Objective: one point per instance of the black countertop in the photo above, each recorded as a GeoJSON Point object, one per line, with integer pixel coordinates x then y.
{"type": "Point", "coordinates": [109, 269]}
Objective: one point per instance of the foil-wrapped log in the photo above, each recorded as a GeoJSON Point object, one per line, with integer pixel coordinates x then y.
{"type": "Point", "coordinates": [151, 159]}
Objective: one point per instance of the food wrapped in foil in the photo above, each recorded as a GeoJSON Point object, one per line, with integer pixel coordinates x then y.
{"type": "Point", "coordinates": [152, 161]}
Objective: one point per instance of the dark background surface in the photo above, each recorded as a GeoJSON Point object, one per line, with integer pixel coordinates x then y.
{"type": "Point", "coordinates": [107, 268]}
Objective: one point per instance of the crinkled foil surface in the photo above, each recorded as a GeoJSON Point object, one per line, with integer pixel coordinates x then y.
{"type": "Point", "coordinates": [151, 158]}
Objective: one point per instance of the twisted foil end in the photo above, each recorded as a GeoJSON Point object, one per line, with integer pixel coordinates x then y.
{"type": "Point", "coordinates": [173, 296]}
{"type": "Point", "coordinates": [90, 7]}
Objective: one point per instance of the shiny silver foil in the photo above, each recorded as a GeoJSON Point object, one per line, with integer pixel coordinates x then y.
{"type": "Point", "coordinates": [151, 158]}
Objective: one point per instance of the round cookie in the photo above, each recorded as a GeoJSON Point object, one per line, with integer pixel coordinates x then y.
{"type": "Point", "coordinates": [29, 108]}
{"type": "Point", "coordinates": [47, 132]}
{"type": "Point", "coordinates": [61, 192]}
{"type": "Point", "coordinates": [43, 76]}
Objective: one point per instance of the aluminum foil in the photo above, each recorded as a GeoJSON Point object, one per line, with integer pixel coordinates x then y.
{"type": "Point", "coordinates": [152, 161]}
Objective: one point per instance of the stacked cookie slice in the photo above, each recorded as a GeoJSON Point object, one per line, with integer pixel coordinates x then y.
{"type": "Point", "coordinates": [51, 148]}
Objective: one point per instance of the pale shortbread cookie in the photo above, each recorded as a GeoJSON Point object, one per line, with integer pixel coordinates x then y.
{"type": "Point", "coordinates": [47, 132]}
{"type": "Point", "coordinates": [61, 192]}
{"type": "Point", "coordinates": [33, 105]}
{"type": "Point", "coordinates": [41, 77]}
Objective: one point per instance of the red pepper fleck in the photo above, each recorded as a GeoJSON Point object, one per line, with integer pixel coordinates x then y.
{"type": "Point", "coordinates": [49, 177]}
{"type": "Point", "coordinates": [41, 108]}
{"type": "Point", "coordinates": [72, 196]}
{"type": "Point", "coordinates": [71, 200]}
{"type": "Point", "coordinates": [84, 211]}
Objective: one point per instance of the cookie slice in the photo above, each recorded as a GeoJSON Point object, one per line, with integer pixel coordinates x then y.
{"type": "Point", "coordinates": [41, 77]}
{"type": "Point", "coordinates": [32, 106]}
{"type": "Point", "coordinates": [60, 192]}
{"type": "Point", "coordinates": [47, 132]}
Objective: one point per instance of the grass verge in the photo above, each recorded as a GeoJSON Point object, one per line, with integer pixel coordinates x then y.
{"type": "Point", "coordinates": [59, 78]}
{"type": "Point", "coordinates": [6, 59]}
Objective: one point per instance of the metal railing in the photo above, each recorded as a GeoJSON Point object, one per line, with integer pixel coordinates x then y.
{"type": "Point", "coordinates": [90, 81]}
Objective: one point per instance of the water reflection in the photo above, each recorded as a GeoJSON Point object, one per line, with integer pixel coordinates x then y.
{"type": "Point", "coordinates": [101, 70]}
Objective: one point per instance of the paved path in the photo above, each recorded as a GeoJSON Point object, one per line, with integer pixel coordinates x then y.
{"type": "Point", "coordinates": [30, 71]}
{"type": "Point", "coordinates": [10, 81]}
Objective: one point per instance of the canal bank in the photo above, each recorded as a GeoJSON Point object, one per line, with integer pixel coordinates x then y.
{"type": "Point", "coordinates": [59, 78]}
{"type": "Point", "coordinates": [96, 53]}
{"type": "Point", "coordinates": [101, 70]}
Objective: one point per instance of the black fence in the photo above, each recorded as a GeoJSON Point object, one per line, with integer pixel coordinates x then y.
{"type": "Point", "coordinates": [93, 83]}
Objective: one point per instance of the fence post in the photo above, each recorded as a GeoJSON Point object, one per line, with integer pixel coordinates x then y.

== == ==

Set exercise
Each entry must be reproduced verbatim.

Answer
Objective: one point per instance of the black countertop in the photo above, each recorded as a GeoJSON Point object, one per line, with integer pixel coordinates x then y.
{"type": "Point", "coordinates": [109, 269]}
Objective: one point per instance of the foil-wrapped log in the photo above, each recorded as a GeoJSON Point object, one per line, with integer pixel coordinates x then y.
{"type": "Point", "coordinates": [151, 159]}
Objective: one point per instance of the food wrapped in foil in the photo above, each recorded as a GeoJSON Point object, one per line, with integer pixel coordinates x then y.
{"type": "Point", "coordinates": [152, 161]}
Objective: one point per instance of the dark background surface in the photo above, each recorded as a GeoJSON Point object, one per line, with integer pixel coordinates x then y.
{"type": "Point", "coordinates": [107, 268]}
Objective: one point per instance of the crinkled foil surface in the photo above, each recorded as a GeoJSON Point object, one per line, with integer pixel coordinates x then y.
{"type": "Point", "coordinates": [151, 158]}
Objective: one point per instance of the twisted foil end in the photo above, each recorded as a GeoJSON Point object, one per line, with integer pixel coordinates x then y.
{"type": "Point", "coordinates": [173, 296]}
{"type": "Point", "coordinates": [90, 7]}
Objective: one point per instance of the shiny silver foil in the photo above, each recorded as a GeoJSON Point object, one per line, with integer pixel coordinates x then y.
{"type": "Point", "coordinates": [151, 158]}
Objective: one point per instance of the round cookie in the photo above, each recorded as a GeoJSON Point object, one per line, with integer pixel coordinates x then y.
{"type": "Point", "coordinates": [29, 108]}
{"type": "Point", "coordinates": [47, 132]}
{"type": "Point", "coordinates": [61, 192]}
{"type": "Point", "coordinates": [43, 76]}
Objective: one point per instance of the aluminum foil in the photo above, each recorded as a GeoJSON Point object, one per line, with integer pixel coordinates x then y.
{"type": "Point", "coordinates": [152, 161]}
Objective: one point per instance of the stacked cookie slice in the photo above, each recorded as a GeoJSON Point object, one per line, with integer pixel coordinates x then y.
{"type": "Point", "coordinates": [51, 148]}
Objective: one point per instance of the pale shortbread cookie in the photo above, each recorded as a GeoJSON Point object, one per line, with integer pixel coordinates x then y.
{"type": "Point", "coordinates": [47, 132]}
{"type": "Point", "coordinates": [61, 192]}
{"type": "Point", "coordinates": [33, 105]}
{"type": "Point", "coordinates": [41, 77]}
Objective: one point per instance of the red pepper fleck in the photo above, each recorded as a GeoJSON Point object, one per line, with integer pixel coordinates x then y.
{"type": "Point", "coordinates": [49, 177]}
{"type": "Point", "coordinates": [41, 108]}
{"type": "Point", "coordinates": [72, 196]}
{"type": "Point", "coordinates": [71, 200]}
{"type": "Point", "coordinates": [84, 211]}
Objective: one point per instance of the cookie slice in the photo above, each recorded as a GeoJSON Point object, one per line, with integer pixel coordinates x then y.
{"type": "Point", "coordinates": [41, 77]}
{"type": "Point", "coordinates": [32, 106]}
{"type": "Point", "coordinates": [60, 192]}
{"type": "Point", "coordinates": [47, 132]}
Objective: one point per instance of the grass verge in the photo above, each recorded as a GeoJSON Point object, one per line, with integer pixel coordinates x then y.
{"type": "Point", "coordinates": [59, 78]}
{"type": "Point", "coordinates": [6, 59]}
Objective: one point per instance of the metal railing in the photo above, each recorded as a GeoJSON Point object, one per line, with integer pixel coordinates x then y.
{"type": "Point", "coordinates": [90, 81]}
Objective: one point per instance of the water reflection in the photo above, each recorded as a GeoJSON Point object, one per line, with integer pixel coordinates x then y.
{"type": "Point", "coordinates": [101, 70]}
Objective: one point per instance of the paved path in the photo above, each recorded as a GeoJSON Point object, one per line, with integer pixel coordinates x then y.
{"type": "Point", "coordinates": [30, 71]}
{"type": "Point", "coordinates": [10, 81]}
Objective: one point per instance of the canal bank in the photo above, each recorded as a GeoJSON Point object, one per line, with integer pixel coordinates x then y.
{"type": "Point", "coordinates": [59, 78]}
{"type": "Point", "coordinates": [96, 53]}
{"type": "Point", "coordinates": [101, 70]}
Objective: one point per instance of the black fence in the photo above, each recorded as a GeoJSON Point object, one per line, with integer pixel coordinates x then y.
{"type": "Point", "coordinates": [93, 83]}
Objective: one point per instance of the fence post in the photo above, each recorded as a GeoJSON Point object, one per line, with integer pixel coordinates x then y.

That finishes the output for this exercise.